Pointing records for named objects
■ ■ ■ ■ ■ ■ ■

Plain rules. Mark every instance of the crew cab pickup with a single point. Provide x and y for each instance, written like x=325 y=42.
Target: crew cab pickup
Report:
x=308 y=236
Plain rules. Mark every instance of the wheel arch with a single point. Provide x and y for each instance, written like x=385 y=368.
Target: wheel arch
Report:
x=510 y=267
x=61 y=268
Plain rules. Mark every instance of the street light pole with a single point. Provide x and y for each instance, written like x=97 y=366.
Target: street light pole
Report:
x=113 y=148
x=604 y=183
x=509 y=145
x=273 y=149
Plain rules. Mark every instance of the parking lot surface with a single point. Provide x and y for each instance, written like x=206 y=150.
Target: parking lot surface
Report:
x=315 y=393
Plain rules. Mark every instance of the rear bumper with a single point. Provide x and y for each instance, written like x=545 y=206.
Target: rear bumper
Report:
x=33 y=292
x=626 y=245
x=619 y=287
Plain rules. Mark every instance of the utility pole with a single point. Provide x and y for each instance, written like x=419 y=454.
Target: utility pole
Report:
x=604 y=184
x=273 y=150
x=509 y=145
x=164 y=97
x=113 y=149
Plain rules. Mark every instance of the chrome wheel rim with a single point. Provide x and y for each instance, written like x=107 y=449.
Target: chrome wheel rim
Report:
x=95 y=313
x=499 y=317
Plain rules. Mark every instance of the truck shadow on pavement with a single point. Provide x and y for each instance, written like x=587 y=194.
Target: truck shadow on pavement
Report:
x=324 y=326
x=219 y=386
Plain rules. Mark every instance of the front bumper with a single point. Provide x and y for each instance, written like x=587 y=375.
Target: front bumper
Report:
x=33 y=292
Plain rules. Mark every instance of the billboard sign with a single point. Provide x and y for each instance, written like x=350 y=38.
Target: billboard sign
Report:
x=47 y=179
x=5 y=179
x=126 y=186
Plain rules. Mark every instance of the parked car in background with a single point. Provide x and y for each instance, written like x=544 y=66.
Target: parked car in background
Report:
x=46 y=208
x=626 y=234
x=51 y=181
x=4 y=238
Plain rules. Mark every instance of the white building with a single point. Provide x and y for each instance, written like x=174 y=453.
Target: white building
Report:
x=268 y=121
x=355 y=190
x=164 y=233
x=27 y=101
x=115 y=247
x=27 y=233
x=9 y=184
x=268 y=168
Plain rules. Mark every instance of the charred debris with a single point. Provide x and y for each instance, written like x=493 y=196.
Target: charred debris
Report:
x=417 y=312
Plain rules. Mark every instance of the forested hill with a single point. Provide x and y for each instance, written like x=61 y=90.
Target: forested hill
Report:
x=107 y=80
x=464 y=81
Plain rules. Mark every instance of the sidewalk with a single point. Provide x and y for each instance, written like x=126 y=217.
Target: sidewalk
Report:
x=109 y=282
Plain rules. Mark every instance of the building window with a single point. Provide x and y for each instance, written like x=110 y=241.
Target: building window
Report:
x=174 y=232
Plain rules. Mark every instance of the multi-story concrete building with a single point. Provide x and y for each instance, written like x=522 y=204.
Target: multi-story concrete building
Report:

■ ■ ■ ■ ■ ■ ■

▶ _Task to complete_: Copy every one of the records above word for word, keeping each line as it stands.

▶ _Answer in full_:
Plain rules. Mark every instance of the crew cab pickup with a single point. Provide x and y for each instance, written like x=325 y=42.
Target: crew cab pickup
Report:
x=308 y=236
Plain rules. Mark every instance of the wheel arch with a single point. Provide x and y for each instance, written like x=385 y=368.
Target: wheel arch
Report:
x=510 y=267
x=61 y=268
Plain rules. Mark every instance of the street light pole with a single point. Provide x and y for each instance, written like x=97 y=366.
Target: street light pole
Report:
x=113 y=148
x=604 y=183
x=509 y=145
x=273 y=149
Plain rules. Mark every instance of the parking lot surface with a single point. Provide x and y for each instance, written like x=206 y=150.
Target: parking lot surface
Report:
x=315 y=393
Plain rules. Mark every instance of the rear bumper with a single point. Provide x and y for each instance, written like x=545 y=206.
Target: rear bumper
Report:
x=33 y=292
x=626 y=245
x=619 y=287
Plain rules. Mark every instance of the utility pole with a single point. Provide x and y for each instance, written like x=419 y=454.
Target: utility pole
Report:
x=604 y=184
x=273 y=150
x=509 y=145
x=164 y=97
x=113 y=149
Plain rules. Mark every instance of the chrome wheel rim with a single point. Provide x and y for each instance, written like x=107 y=449.
Target: chrome wheel rim
Report:
x=95 y=313
x=499 y=317
Plain rules. Mark every instance of the truck shadow on pavement with a single point. Provide x and y for each instance, written like x=587 y=194.
Target: truck shadow on pavement
Report:
x=324 y=326
x=219 y=386
Plain rules. Mark every instance of the front bumper with a single point. Provide x and y for each instance, written like x=587 y=375.
Target: front bumper
Report:
x=33 y=292
Plain rules. Mark every instance of the billboard sign with a single point. Provide x and y for each instance, written like x=350 y=38.
Target: billboard sign
Report:
x=47 y=179
x=5 y=179
x=126 y=186
Plain rules. Mark every instance of the parked car in background with a single point. Provide x and y for each instance, written like x=544 y=66.
Target: parked car in background
Report:
x=46 y=208
x=626 y=234
x=51 y=181
x=4 y=238
Plain rules. Mark every instance of the white building with a single point. Provide x and y for each instance, written like x=174 y=453.
Target: white building
Report:
x=268 y=121
x=355 y=190
x=164 y=233
x=27 y=101
x=115 y=247
x=27 y=233
x=9 y=184
x=268 y=168
Plain rules. Mark every instance of the charred debris with a single point. Provide x and y for each instance, written like x=493 y=196.
Target: charred debris
Report:
x=417 y=312
Plain rules. Mark every instance of the forested hill with a single point. Provide x and y for each instance, written like x=61 y=90.
Target: forested hill
Report:
x=107 y=80
x=464 y=81
Plain rules. Mark every instance of the sidewalk with a single point. Provide x and y for each instance, written like x=126 y=217.
Target: sidewalk
Report:
x=109 y=282
Plain rules. Mark every instance of the building window with a single point. Provide x and y for each instance, written like x=110 y=241.
Target: building window
Report:
x=174 y=232
Plain rules. Mark every instance of the multi-story concrete building with a single point. Provide x and y for each instance, written like x=522 y=204.
Target: multi-story concrete building
Report:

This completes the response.